The size differential, at least in raw numbers, does not tell the whole story.
“A lot of the experiences I have had at larger organizations have been with subcultures or smaller teams,” Turpen notes. “So in some respects, some of those experiences have been similar to this, especially those I have enjoyed the most.”
Texas Capital Bank, though, is organizationally nimble and affords clear opportunity for the “influence and teaching” that are part of the CRO's approach.
“We are in a good spot in terms of risk and compliance and placement of the CRO role,” Turpen says. Over TCB's 20 years, “a lot has been accomplished, and there is a long way to go. It is very gratifying to be here.”
Turpen reflected on his experiences, including the move to Texas Capital Bank, and offered observations about risk management and the risk profession, in a recent interview. Here are excerpts.
How long have you been in risk management?
I think of risk management as a holistic discipline. I was in it from the first day, when I was in a finance group evaluating M&A and putting values on credit card portfolios. Risk management really starts early in a banker's career.
How would you say that the risk management discipline has evolved over the years?
Economic cycles and events that have transpired globally have brought on a different focus. But at every organization that I have worked at, there has been a risk management and compliance framework that meets the expectations of auditors and regulators. The frameworks have become more solid and straightforward in setting minimum standards and guidelines. We should always have more stringent and higher expectations of ourselves in the way we look at risk management.
What was the state of risk at Texas Capital Bank when you arrived?
The bank had gone from zero to almost $30 billion in assets in 20 years, and the foundation was solid. I inherited a wonderful team in terms of skill set, a balance of individuals who started with the company and who came from larger institutions. The trajectory was right where I hoped it would be, the talent level was where I hoped it would be, and in some cases it exceeded my expectations.
Have you added to the team?
We added and rounded out skill sets where appropriate, but not in a material way. We have made a substantial investment in risk and compliance functions. Any additions we make will be with a forward view of where we want to be.
How does the top management and board signal its commitment to risk management?
What attracted me to this opportunity started early in the process. I spent a couple of hours with the CEO [Keith Cargill] before speaking with anyone else in the company. Later I met with the chairman of the risk committee of our board [Charles Hyle], who is the retired CRO of KeyCorp. I knew coming in that if I had the sponsorship and support of the CEO and the chairman of the risk committee, then I could feel really strongly about a positive relationship and where it could go. By the time I met with the rest of the leadership team, there was a great connection and level of collaboration with everyone across all disciplines - a really strong relationship from the start.
How have you experienced the CRO-board relationship?
At TCB I have more of a global exposure to the board and its various committees. At U.S. Bank, where I was CRO of the wholesale bank, my exposure to the board was more topical. Having a more holistic relationship with the board was one of the attractions of this opportunity. The feedback from the different committee chairs and from the directors in general couldn't be more supportive.
How do risk and compliance fit together?
Without being specific about numbers of people, we have made an adequate and stable investment, which is growing in line with our industry peers: a 5% to 10% growth in FTE [full-time equivalents] projected for 2019. This is the most collaborative environment that I have been in in terms of how we think about risk and compliance and how it impacts our clients. It is a very client‐centric organization. Everything we do is with the client in mind. The best possible client experience, including how we implement risk and compliance, puts us at a competitive advantage.

Rows taken from a pointing dataset:

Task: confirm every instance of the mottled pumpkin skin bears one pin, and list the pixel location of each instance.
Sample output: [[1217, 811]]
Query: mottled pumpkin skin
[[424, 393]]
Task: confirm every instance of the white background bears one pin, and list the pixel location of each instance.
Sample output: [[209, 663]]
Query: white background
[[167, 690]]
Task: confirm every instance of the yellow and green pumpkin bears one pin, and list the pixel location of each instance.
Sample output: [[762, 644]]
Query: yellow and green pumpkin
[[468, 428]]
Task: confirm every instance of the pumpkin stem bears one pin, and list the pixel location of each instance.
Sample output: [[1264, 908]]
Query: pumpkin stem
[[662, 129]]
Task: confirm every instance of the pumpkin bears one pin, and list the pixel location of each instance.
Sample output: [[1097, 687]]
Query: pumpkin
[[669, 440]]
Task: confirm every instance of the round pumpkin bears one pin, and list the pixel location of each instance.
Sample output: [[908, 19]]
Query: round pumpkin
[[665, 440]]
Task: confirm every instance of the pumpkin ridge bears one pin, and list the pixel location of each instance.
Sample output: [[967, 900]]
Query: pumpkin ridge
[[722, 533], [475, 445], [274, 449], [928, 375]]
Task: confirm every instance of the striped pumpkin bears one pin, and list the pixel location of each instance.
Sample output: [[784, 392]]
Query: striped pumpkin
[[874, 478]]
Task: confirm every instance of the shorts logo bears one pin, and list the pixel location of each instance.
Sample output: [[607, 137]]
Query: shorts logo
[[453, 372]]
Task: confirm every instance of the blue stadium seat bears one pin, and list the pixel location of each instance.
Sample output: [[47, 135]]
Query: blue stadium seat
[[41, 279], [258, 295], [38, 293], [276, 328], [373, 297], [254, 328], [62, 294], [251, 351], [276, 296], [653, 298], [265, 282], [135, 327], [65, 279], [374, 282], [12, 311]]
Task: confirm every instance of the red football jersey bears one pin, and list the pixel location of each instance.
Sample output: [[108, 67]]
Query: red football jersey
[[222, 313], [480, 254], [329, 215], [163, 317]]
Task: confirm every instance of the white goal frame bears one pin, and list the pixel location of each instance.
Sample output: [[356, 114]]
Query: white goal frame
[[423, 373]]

- _TASK_
According to the interview about risk management at Texas Capital Bank, how much growth in full-time equivalents is projected for 2019? These records were drawn from a separate source.

- _RESULT_
A 5% to 10% growth in full-time equivalents.